Segment Start: Supplied data

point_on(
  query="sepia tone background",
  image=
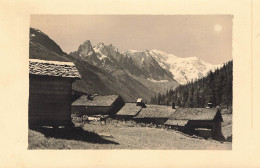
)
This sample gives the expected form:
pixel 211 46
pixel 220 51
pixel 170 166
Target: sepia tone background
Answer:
pixel 14 33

Segment End: Supplied data

The answer must be an exact copy of the records, with no pictures in it.

point_on(
  query="sepia tone background",
  image=
)
This sample gives the expected form:
pixel 211 46
pixel 220 51
pixel 170 166
Target: sepia tone background
Answer:
pixel 14 33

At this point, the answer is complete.